-------- Page
In [1]:
import cdsapi
import os
import ssl
import warnings
from pathlib import Path
from tqdm import tqdm
import netCDF4
from netCDF4 import num2date
import zipfile
import xarray as xr
import matplotlib.pyplot as plt
from matplotlib.animation import FuncAnimation
import numpy as np
from ipywidgets import interact, IntSlider
import pandas as pd
import geopandas as gpd
import sys
import rasterio as rio
from rasterio.features import geometry_mask
from rasterio.transform import from_bounds
from datetime import datetime, timedelta
# Suppress all warnings
warnings.filterwarnings("ignore")
from sqlalchemy import create_engine, text
# Append the pyquacache path
sys.path.append(str(Path().resolve().parent))
import pyquacache.utils.queries as pqc
from pyquacache.defs.config import db_url_prod as db_url
# Download drainage basin boundaries
gdf = pqc.fetch_drainage_basin_boundaries()
data_dir = Path(".data")
In [2]:
import era5utils as era5
"""
era5.download_from_cds(
years=[2024, 2025]
)
era5.zip_to_nc(source_dir=data_dir/"raw", destination_dir=data_dir/"extracted")
"""
xda = era5.concatenate_to_xda(
data_dir/"extracted",
param="sd",
freq=None,
resampling_function="mean"
)
xda.sel(time=xda.time[0].values).plot(cmap="viridis", add_colorbar=True, figsize=(10, 6), vmin=0, vmax=1000)
----------------
-------- Entries shown
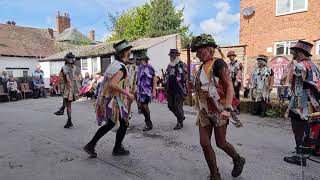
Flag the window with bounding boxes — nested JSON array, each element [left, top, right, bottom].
[[7, 70, 13, 76], [91, 58, 98, 74], [22, 71, 29, 78], [276, 0, 308, 16], [6, 68, 29, 77], [274, 41, 297, 56], [316, 40, 320, 55], [81, 59, 88, 70]]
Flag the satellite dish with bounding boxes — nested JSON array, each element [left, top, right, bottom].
[[242, 7, 256, 18]]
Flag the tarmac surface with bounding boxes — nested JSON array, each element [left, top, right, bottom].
[[0, 97, 320, 180]]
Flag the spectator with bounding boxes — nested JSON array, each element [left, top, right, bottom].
[[94, 72, 104, 98], [0, 71, 8, 84], [7, 76, 19, 101], [32, 76, 46, 99], [32, 64, 44, 81], [32, 64, 47, 99], [50, 74, 61, 95], [80, 72, 92, 95], [156, 76, 166, 103]]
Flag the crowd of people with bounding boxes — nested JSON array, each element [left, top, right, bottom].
[[78, 34, 245, 180], [3, 34, 320, 180]]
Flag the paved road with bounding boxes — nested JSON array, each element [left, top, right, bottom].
[[0, 98, 320, 180]]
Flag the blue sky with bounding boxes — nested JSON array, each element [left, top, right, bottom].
[[0, 0, 240, 45]]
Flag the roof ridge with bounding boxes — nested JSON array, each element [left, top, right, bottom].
[[0, 23, 52, 30]]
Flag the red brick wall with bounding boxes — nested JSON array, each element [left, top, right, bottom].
[[240, 0, 320, 58]]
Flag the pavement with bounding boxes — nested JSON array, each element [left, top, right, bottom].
[[0, 97, 320, 180]]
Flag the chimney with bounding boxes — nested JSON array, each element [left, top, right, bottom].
[[48, 28, 54, 39], [56, 11, 71, 33], [90, 30, 95, 41]]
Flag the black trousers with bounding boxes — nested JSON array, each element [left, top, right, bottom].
[[89, 118, 128, 150], [167, 93, 185, 123], [9, 91, 17, 99], [254, 100, 267, 116], [289, 111, 308, 148]]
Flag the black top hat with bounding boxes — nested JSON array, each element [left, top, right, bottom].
[[136, 52, 150, 60], [168, 49, 181, 56]]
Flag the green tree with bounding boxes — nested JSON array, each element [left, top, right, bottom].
[[148, 0, 188, 37], [107, 0, 192, 47], [108, 3, 150, 41]]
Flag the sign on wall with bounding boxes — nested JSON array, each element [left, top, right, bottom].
[[270, 56, 290, 86]]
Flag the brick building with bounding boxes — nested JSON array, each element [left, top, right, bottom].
[[240, 0, 320, 72]]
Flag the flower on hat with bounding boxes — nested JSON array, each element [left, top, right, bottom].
[[191, 34, 217, 52]]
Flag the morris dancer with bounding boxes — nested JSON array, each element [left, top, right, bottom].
[[251, 55, 274, 117], [83, 40, 135, 158], [283, 41, 320, 166], [191, 34, 245, 180], [137, 53, 157, 131], [54, 53, 81, 128], [165, 49, 187, 130]]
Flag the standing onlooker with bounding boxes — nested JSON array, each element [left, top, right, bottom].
[[80, 72, 92, 95], [32, 64, 47, 98], [251, 55, 274, 117], [156, 76, 166, 103], [7, 76, 19, 101], [165, 49, 187, 130], [284, 41, 320, 166], [32, 76, 46, 99], [0, 71, 8, 84], [227, 51, 243, 113], [50, 74, 61, 95]]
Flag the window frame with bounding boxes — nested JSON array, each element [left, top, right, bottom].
[[316, 40, 320, 55], [276, 0, 309, 16], [273, 40, 298, 56], [81, 59, 89, 70]]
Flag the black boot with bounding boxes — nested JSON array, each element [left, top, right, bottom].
[[112, 145, 130, 156], [231, 157, 246, 177], [143, 122, 153, 131], [83, 143, 97, 158], [283, 156, 307, 166], [173, 122, 183, 130], [64, 118, 73, 129]]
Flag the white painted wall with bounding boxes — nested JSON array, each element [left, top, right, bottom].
----------------
__Task instructions__:
In the notebook code, which colormap does the final plot call use? These records were taken from a separate source.

__Response to the task__:
It uses the "viridis" colormap.